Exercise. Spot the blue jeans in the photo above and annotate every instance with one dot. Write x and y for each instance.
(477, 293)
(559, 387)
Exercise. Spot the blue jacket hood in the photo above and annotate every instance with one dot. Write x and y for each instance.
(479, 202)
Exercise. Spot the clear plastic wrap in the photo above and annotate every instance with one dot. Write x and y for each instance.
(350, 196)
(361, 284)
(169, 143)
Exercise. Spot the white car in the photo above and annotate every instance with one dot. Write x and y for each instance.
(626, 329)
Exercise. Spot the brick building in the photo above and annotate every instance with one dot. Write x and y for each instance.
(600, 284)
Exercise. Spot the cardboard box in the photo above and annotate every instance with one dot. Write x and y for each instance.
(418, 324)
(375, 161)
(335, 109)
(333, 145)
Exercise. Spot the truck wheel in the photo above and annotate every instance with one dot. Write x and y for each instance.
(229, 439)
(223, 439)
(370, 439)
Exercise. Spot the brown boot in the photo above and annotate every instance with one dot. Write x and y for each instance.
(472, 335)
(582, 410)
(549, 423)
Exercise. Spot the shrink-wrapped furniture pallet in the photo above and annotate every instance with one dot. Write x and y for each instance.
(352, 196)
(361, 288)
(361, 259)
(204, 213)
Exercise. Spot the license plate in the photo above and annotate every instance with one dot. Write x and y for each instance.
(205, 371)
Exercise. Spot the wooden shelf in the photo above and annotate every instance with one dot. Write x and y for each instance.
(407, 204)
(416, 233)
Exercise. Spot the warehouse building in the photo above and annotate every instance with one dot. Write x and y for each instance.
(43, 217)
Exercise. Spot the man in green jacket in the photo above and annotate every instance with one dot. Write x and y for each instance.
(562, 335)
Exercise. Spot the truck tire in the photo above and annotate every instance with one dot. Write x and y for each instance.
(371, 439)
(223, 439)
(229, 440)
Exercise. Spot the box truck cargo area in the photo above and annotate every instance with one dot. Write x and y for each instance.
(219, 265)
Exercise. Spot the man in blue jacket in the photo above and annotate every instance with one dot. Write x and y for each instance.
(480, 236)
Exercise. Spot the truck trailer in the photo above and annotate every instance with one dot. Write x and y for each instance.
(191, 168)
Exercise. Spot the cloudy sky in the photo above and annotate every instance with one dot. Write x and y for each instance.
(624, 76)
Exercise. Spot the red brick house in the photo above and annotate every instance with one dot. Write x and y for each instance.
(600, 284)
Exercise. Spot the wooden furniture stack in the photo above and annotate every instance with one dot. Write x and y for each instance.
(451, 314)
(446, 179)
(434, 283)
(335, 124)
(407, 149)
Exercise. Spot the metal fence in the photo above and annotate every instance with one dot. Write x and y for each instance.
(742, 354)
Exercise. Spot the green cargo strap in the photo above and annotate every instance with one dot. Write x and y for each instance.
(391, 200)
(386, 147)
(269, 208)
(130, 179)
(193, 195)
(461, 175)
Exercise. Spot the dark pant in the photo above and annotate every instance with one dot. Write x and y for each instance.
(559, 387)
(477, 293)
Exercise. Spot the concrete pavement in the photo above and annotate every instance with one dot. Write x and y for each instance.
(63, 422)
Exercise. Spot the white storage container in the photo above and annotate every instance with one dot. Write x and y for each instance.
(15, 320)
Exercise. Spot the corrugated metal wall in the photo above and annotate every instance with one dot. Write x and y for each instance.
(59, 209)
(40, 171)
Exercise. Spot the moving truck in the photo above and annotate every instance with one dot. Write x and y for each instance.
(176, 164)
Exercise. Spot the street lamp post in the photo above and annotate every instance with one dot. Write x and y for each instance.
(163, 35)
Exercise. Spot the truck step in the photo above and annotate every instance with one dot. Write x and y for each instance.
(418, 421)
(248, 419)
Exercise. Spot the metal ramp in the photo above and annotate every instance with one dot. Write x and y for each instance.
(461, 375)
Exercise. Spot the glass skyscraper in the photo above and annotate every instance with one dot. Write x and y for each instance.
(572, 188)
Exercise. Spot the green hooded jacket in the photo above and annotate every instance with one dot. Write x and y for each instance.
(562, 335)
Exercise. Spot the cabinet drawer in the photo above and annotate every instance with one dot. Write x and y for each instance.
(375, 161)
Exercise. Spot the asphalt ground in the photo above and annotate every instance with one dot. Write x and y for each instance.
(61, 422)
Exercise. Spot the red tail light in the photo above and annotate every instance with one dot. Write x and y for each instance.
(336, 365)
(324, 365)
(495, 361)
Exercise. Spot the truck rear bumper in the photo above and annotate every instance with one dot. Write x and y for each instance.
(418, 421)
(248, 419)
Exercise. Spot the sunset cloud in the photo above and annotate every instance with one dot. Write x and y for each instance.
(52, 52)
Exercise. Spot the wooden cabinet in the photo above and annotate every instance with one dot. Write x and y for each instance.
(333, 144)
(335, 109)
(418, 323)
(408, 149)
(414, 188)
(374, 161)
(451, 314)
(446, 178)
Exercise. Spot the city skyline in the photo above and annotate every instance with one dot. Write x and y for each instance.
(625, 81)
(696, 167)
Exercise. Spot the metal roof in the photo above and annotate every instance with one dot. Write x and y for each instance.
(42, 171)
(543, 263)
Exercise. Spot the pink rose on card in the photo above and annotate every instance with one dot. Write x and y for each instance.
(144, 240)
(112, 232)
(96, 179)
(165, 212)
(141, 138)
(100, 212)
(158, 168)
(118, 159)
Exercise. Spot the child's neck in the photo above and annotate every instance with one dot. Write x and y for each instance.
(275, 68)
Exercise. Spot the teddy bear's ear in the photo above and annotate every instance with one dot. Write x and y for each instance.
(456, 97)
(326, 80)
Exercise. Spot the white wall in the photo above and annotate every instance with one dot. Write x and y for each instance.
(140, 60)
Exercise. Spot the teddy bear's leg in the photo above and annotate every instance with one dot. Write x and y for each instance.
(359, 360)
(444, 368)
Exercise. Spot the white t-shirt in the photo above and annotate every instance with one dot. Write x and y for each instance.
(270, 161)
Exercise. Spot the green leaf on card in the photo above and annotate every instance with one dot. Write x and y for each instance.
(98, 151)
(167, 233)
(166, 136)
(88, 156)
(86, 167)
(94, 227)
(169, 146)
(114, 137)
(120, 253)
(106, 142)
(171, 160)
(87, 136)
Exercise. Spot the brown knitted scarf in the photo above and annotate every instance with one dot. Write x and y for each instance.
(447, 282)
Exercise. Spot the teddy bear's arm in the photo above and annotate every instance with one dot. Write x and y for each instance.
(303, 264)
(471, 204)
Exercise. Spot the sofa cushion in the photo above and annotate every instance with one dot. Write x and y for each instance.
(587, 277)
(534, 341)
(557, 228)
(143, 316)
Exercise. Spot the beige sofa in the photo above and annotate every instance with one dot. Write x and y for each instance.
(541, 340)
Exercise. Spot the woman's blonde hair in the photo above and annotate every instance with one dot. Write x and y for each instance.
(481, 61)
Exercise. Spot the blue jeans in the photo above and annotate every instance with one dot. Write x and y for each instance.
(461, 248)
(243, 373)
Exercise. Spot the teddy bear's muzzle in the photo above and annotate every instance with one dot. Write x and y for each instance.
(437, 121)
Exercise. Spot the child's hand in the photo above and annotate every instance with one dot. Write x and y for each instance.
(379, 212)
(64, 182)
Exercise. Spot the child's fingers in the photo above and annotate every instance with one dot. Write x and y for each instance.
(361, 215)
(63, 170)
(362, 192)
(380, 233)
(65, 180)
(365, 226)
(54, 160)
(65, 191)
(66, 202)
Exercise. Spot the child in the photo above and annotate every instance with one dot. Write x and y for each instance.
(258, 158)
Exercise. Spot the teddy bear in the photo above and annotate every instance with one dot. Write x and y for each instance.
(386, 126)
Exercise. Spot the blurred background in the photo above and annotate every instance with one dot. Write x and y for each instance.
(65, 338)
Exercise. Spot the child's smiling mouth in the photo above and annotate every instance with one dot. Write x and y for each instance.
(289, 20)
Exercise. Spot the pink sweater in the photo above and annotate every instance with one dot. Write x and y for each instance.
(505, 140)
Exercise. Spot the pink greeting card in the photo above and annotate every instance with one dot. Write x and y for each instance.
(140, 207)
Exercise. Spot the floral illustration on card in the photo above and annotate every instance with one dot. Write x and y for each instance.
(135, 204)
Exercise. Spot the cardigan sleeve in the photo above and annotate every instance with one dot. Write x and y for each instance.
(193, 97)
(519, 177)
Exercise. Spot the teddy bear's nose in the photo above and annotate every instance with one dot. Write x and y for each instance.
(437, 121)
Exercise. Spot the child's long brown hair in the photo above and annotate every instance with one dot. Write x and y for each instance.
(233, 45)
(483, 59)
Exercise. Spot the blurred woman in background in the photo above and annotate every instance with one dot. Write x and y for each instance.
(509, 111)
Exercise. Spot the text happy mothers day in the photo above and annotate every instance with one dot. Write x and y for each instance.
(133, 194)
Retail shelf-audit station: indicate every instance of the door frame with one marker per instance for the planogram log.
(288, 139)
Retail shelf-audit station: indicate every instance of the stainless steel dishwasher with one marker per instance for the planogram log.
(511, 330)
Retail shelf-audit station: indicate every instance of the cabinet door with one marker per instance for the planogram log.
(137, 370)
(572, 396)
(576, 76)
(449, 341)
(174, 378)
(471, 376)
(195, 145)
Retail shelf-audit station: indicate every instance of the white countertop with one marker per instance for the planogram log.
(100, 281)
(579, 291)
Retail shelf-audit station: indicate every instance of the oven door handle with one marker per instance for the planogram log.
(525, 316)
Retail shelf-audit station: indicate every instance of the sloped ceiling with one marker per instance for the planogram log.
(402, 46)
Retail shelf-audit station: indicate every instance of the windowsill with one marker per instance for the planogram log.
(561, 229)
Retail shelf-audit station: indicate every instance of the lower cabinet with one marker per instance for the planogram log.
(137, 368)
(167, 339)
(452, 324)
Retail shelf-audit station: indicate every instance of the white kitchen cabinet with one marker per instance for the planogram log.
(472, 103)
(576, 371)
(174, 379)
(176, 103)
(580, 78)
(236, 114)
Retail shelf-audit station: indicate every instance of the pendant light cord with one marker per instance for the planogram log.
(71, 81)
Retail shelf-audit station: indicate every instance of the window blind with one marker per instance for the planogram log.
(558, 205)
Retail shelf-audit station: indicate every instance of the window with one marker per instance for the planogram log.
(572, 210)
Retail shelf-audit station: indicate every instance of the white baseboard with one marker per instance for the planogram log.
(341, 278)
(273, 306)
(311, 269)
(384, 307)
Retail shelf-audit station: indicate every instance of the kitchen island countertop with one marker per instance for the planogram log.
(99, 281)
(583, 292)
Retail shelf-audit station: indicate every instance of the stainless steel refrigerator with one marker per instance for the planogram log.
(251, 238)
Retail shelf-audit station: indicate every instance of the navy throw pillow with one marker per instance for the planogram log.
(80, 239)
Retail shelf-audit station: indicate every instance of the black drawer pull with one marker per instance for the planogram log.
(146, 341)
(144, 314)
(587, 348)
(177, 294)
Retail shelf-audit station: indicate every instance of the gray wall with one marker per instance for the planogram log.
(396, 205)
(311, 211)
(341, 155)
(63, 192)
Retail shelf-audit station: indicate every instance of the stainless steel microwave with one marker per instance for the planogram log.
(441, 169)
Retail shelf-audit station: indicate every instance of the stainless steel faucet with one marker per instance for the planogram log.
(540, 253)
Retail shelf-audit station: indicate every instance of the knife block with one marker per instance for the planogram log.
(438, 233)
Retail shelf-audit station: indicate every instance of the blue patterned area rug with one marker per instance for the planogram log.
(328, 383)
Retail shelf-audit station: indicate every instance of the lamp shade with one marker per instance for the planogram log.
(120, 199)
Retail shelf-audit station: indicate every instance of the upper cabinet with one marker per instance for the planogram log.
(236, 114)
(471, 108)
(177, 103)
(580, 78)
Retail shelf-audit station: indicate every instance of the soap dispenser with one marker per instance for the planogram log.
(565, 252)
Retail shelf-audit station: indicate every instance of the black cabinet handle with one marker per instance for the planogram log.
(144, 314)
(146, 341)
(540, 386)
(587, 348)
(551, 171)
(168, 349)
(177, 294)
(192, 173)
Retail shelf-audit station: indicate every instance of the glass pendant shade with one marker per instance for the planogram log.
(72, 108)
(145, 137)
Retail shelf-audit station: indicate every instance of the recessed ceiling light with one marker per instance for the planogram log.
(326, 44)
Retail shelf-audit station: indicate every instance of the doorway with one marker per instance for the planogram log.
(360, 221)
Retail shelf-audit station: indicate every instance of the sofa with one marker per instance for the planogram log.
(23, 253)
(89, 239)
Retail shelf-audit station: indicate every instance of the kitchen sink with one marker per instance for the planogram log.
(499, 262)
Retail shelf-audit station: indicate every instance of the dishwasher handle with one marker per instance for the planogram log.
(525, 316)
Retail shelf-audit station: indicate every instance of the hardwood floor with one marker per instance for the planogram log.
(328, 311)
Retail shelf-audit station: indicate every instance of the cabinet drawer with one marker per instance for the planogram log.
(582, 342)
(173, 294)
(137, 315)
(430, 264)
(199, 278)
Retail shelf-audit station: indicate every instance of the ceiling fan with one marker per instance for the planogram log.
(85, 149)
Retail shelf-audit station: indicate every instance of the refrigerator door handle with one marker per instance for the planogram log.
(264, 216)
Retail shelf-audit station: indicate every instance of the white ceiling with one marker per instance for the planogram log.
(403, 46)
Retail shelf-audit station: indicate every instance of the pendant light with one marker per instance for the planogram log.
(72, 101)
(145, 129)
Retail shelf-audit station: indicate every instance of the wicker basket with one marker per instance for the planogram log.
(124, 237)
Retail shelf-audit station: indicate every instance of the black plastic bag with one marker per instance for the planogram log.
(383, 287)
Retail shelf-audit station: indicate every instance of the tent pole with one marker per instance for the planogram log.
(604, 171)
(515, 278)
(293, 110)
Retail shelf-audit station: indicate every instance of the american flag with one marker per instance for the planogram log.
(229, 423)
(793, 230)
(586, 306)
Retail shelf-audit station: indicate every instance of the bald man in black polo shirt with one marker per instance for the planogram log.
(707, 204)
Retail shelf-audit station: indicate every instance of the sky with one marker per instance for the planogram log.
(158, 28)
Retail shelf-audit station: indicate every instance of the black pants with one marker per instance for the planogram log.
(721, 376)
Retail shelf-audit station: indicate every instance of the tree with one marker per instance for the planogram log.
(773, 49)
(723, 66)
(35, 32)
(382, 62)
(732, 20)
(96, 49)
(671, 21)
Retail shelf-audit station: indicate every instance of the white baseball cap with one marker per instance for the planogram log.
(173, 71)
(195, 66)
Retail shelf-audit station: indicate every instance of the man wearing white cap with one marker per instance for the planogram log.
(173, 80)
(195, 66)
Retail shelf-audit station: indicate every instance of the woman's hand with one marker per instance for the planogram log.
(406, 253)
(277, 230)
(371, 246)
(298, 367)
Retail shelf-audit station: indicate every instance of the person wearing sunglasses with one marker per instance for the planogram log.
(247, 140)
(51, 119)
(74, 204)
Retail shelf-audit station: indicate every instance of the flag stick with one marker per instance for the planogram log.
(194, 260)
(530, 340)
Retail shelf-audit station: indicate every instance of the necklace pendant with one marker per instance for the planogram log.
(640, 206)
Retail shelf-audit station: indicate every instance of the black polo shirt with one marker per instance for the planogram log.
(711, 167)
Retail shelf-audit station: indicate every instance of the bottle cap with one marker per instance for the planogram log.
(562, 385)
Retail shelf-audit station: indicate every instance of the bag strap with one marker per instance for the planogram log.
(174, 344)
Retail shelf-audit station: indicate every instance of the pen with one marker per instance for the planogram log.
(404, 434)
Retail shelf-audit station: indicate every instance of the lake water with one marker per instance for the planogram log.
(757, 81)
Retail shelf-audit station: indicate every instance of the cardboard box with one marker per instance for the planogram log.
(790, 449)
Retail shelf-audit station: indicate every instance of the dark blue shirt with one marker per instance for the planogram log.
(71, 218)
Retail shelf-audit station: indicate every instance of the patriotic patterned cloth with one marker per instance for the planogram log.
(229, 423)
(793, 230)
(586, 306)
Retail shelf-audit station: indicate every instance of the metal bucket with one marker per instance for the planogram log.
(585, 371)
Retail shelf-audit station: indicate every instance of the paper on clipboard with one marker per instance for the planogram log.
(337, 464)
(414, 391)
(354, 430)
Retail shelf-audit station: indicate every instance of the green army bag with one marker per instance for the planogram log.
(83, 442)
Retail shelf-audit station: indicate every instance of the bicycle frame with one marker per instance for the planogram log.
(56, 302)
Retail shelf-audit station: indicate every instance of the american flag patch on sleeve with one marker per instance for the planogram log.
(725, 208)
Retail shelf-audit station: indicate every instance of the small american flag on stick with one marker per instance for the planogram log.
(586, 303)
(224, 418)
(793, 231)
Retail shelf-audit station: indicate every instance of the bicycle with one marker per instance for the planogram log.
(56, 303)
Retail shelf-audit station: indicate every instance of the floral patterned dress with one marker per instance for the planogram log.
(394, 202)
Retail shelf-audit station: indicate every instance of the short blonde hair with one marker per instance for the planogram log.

============

What the task asks: Beginning at the line that holds "of the floral", copy every line through the end of the entries exactly as given, and only those lines.

Solution:
Retail shelf-audit station: indicate every instance of the floral patterned dress with one marker per instance for the planogram log.
(394, 202)
Retail shelf-audit station: indicate every instance of the short blonde hair with one marker per instance for the planogram log.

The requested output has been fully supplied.